**Required action:** Find each line below where the word "like" occurs, and copy it.

**Records supplied:**
>>>

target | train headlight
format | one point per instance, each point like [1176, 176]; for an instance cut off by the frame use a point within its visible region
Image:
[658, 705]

<<<
>>>

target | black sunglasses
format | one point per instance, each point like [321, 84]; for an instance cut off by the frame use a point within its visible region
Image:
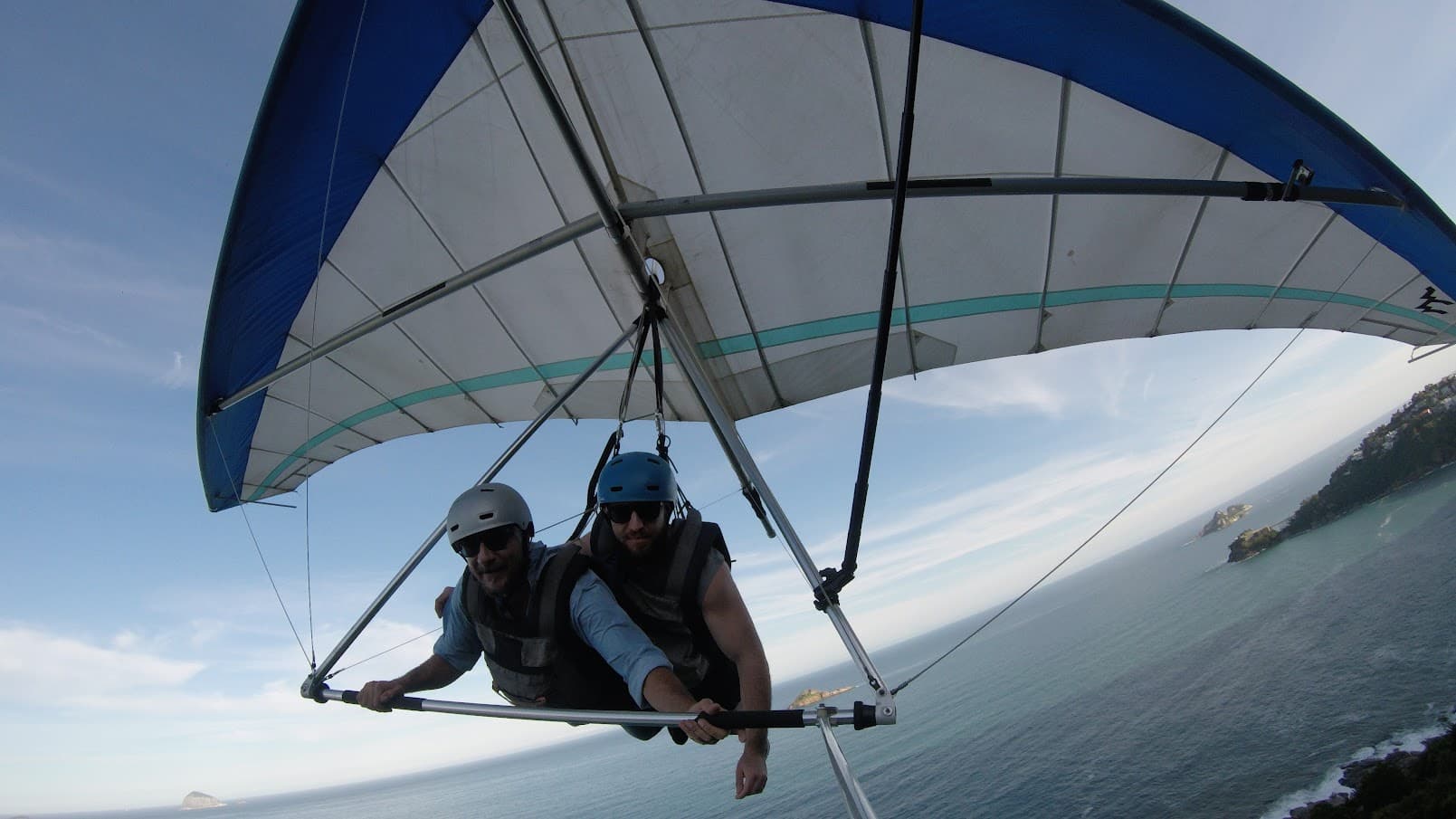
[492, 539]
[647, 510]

<<<

**Solution to the exercise:**
format | one point per instance, each point like [1176, 176]; for an instance cut off by the frame use a point within its visible region
format | one point per instance, each point like [321, 84]; for an instance cut off by the frame use a point within its visible region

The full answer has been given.